* Begin Records provided *

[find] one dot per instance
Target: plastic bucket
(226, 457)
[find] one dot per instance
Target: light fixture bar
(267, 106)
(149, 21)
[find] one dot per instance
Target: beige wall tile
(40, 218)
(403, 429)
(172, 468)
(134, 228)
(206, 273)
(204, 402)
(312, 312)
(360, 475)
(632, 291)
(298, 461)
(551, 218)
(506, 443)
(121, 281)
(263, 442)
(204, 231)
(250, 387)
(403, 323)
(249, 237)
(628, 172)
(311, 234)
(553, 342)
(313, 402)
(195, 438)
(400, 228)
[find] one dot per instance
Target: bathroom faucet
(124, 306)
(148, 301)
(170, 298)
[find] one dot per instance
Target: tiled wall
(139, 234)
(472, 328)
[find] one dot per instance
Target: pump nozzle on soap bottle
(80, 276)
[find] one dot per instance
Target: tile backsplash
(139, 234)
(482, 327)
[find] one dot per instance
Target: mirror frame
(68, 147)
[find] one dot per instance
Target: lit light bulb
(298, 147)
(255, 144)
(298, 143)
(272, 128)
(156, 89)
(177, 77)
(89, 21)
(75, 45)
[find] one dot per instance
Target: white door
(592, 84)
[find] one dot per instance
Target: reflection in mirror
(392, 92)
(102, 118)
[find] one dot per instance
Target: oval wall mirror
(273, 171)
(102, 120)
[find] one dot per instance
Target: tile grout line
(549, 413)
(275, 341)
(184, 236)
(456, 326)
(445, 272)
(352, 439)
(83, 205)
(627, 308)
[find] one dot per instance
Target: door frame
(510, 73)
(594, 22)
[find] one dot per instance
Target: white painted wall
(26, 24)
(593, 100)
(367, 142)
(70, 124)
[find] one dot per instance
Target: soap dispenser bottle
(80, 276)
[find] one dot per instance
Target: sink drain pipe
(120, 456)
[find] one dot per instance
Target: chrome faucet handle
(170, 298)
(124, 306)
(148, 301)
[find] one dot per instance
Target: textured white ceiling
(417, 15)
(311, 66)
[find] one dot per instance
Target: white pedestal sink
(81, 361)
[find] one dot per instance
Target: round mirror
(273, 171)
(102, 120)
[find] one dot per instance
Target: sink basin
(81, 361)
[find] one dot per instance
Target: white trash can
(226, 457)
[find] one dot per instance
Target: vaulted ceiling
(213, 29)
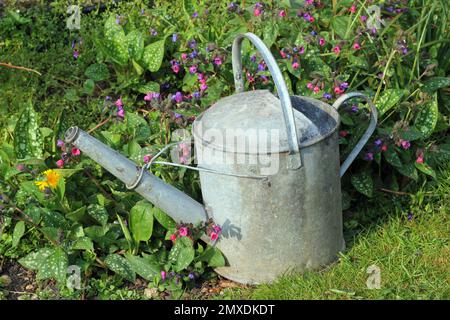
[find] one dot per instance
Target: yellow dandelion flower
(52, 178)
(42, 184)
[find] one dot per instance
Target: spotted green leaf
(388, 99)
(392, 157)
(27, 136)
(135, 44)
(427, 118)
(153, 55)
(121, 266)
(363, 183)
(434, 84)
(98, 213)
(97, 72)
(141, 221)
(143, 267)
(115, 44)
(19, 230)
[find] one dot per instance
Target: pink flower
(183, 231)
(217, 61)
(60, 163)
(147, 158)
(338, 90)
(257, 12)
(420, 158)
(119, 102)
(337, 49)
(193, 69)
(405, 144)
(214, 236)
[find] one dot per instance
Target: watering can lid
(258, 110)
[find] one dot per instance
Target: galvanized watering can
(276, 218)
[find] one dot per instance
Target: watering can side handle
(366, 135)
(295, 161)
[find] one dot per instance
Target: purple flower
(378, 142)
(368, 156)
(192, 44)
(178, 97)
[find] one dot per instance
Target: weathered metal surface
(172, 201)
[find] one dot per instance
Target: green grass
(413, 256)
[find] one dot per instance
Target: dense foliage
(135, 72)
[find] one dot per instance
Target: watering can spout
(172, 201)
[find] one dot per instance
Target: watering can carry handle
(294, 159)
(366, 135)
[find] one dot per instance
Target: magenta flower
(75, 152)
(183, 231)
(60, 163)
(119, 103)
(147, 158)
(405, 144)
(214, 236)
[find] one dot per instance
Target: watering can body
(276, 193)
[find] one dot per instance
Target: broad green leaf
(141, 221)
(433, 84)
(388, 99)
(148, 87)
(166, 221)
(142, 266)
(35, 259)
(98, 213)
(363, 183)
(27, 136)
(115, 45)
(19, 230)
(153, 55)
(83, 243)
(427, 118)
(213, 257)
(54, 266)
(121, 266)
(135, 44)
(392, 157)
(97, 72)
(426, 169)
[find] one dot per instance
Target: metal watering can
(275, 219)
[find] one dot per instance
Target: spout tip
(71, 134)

* End Records provided *
* Begin Records provided *

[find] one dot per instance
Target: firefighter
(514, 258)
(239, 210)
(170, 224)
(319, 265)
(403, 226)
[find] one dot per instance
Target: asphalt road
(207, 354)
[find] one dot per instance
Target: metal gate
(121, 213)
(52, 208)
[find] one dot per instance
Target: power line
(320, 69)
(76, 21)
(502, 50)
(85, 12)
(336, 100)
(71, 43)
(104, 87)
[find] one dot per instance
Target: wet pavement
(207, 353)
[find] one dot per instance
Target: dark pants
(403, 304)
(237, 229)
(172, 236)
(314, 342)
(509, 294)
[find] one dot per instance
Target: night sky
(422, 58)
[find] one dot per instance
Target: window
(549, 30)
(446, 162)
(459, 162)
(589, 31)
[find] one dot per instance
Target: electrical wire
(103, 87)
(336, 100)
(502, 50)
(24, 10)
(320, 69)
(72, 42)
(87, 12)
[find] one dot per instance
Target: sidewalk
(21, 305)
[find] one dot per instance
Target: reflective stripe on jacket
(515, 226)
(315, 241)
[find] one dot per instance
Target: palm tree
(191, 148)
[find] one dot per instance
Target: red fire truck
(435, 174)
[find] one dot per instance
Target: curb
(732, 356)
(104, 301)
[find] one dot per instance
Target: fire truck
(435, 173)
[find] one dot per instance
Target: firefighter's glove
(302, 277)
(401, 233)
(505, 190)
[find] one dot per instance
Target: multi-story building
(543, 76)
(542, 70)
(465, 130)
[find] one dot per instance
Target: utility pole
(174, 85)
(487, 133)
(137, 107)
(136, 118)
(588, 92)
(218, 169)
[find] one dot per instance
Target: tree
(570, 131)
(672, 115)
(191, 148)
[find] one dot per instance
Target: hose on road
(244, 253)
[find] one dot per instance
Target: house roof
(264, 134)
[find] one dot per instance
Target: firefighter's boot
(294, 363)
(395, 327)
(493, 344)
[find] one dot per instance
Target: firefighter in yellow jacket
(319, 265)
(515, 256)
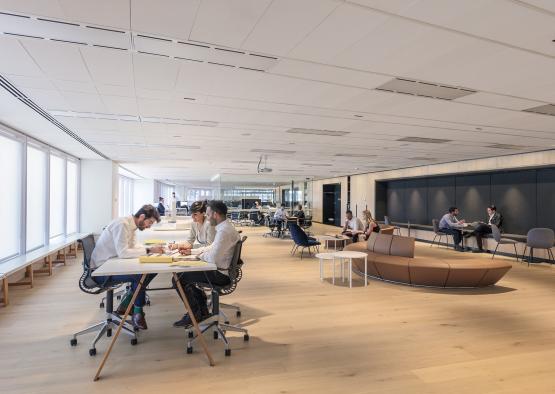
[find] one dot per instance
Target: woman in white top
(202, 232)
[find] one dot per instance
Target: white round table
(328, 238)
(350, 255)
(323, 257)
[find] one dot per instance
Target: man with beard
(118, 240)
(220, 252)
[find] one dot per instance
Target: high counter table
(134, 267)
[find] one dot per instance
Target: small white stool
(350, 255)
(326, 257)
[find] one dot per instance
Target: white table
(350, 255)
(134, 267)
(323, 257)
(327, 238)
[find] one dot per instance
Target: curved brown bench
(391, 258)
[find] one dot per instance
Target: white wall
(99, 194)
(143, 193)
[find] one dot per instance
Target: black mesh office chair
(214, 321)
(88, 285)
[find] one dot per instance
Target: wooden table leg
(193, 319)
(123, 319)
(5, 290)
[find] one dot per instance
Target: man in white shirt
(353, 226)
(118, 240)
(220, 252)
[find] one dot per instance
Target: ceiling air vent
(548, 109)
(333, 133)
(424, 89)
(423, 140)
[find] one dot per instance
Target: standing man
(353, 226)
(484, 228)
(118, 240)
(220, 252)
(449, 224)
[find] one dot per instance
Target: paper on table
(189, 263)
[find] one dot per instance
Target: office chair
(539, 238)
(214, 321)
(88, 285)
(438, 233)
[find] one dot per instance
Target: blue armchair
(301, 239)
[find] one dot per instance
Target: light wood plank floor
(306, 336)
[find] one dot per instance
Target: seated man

* End Records provided *
* Begin Records provided *

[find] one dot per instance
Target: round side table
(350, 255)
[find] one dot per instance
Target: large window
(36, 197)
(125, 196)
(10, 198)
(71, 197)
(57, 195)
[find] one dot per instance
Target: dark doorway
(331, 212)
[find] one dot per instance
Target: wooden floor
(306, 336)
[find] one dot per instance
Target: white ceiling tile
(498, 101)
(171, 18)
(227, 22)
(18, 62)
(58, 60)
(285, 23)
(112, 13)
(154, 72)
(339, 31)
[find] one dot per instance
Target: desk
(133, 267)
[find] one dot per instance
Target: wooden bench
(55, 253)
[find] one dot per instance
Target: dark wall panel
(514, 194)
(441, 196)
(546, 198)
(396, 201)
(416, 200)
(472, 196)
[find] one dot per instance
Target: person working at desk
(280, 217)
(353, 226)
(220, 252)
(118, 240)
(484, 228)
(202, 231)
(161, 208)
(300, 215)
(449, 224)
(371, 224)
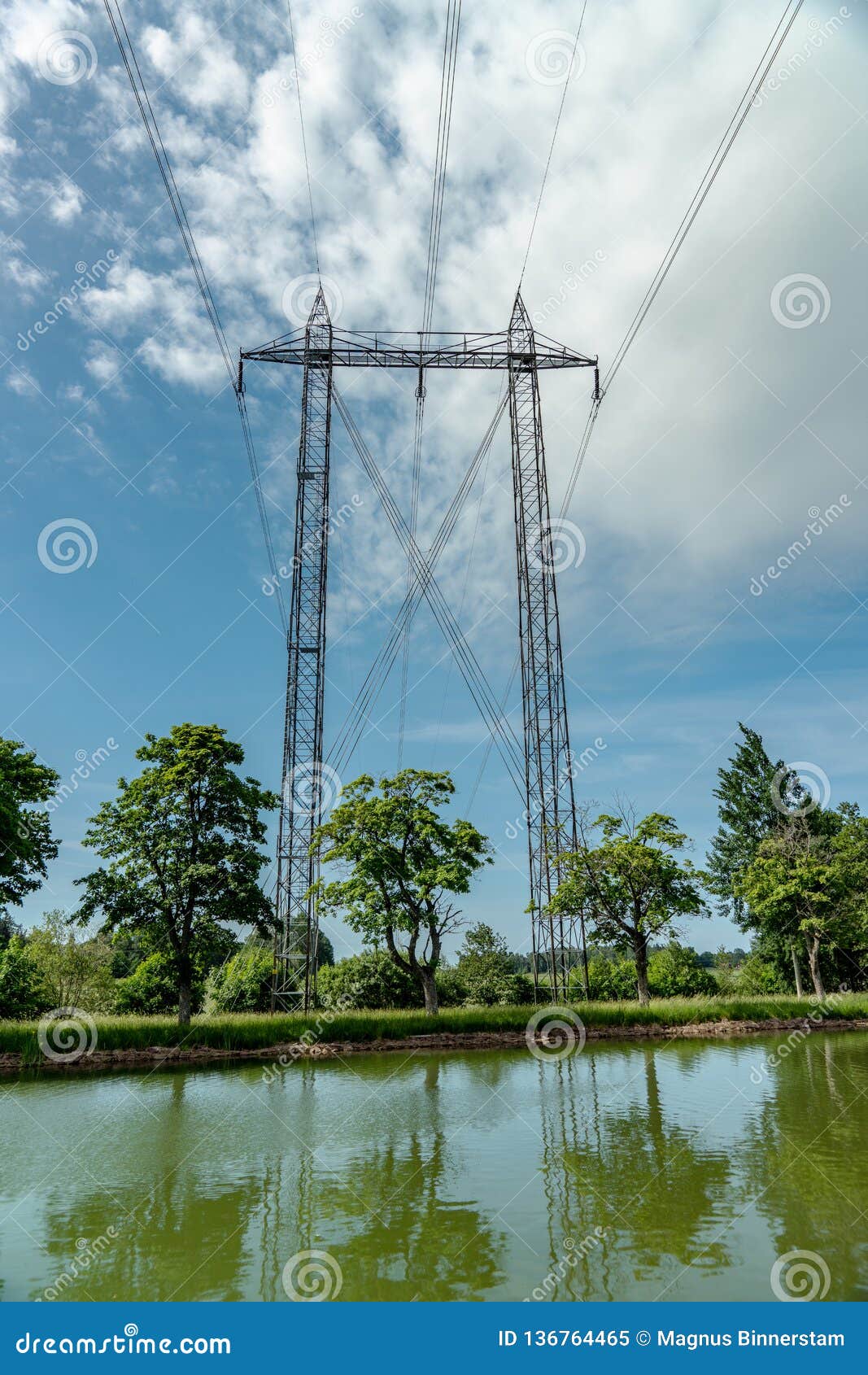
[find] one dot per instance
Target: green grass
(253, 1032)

* End Records provided *

What is expected >>
Identify each line of the data above that contains the word "metal", and copy those lines.

Result of this task >>
Target: weathered metal surface
Target: metal watering can
Target: metal gate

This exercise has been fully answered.